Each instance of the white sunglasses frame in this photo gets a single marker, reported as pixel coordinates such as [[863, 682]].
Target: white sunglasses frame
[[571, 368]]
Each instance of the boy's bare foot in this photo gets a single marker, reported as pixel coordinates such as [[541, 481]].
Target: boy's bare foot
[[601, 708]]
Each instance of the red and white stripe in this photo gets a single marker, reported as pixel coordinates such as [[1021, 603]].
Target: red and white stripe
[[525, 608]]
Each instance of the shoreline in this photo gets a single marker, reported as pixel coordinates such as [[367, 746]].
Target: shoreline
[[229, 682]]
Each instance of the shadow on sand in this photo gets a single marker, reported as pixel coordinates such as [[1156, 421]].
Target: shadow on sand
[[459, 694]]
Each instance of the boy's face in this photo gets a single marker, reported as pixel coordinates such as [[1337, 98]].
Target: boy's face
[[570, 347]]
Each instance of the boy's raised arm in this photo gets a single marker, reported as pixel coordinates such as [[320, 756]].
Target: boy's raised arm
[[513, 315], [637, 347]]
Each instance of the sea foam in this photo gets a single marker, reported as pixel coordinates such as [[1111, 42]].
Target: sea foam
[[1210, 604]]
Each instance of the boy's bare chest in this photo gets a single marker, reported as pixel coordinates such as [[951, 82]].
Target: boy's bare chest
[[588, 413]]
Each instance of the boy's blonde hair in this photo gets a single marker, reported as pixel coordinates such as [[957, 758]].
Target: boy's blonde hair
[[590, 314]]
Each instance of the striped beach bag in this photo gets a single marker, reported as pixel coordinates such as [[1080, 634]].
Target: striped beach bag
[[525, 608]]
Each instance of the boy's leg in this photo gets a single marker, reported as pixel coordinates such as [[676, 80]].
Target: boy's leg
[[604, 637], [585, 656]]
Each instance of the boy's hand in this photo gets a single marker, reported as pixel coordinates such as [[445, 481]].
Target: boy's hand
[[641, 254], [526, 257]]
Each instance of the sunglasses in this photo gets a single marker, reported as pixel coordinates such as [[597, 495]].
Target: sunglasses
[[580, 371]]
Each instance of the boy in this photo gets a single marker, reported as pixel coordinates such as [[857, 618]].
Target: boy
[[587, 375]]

#### Task instructions:
Turn every line of the records above into a numbered list, omitting any blank lines.

#### Result for this task:
1. Each instance of the white sunglasses frame in this photo gets a single marker, reported as pixel coordinates such as [[863, 682]].
2. Target: white sunglasses frame
3. [[571, 368]]
4. Each instance of the boy's bare foot in this photo gets a single marker, reported as pixel coordinates such as [[541, 481]].
5. Target: boy's bare foot
6. [[601, 708]]
7. Each instance of the red and white stripe in this photo gets a single marker, reported as pixel coordinates such as [[1021, 603]].
8. Target: red and white stripe
9. [[525, 608]]
10. Each instance of the shoreline in this photo gets a single marker, reported as pixel coordinates such as [[367, 746]].
11. Target: shoreline
12. [[229, 682]]
13. Each instance of the shadow on sand in this photo gets a single marker, reported as pixel coordinates such as [[1156, 421]].
14. Target: shadow on sand
15. [[459, 694]]
16. Each instance of the boy's face in this photo gets a single marker, reported as pixel coordinates such as [[1337, 98]].
17. Target: boy's face
18. [[570, 347]]
19. Each instance of the boy's raised arm in this photo gets a single marker, reported as pixel coordinates such as [[320, 756]].
20. Target: boy's raised arm
21. [[513, 315], [637, 347]]
22. Each instance of the sea foam in this photo gets a single marker, reported as pixel coordinates such as [[1111, 42]].
23. Target: sea foam
24. [[1210, 604]]
25. Each instance of the boy's bare chest in this photo gets a single marker, reported as pixel coordinates such as [[951, 82]].
26. Target: boy's bare chest
27. [[588, 413]]
28. Each instance of the boy's blonde hair in this photo gets a single marker, reported as pixel coordinates such as [[957, 758]].
29. Target: boy's blonde hair
30. [[590, 314]]
31. Each instance of the striped beach bag in this photo gets a single marker, reported as pixel coordinates such as [[1080, 634]].
32. Target: striped beach bag
33. [[525, 608]]
34. Each instance of the boy's leg in this photo gets a single marker, reported as pixel coordinates such as [[676, 80]].
35. Target: boy's leg
36. [[604, 637], [585, 656]]
37. Each instance of the boy's hand in this photo gets a single marker, reported as pixel coordinates such as [[445, 481]].
38. Target: boy's hand
39. [[641, 254], [526, 257]]
40. Each instance of the sunglasses in this photo gets a single marker, reported as pixel coordinates such as [[597, 495]].
41. Target: sunglasses
42. [[580, 371]]
43. Each instance of the boy in this photo gets a single marker, reported as pixel coordinates such as [[857, 618]].
44. Target: boy
45. [[587, 375]]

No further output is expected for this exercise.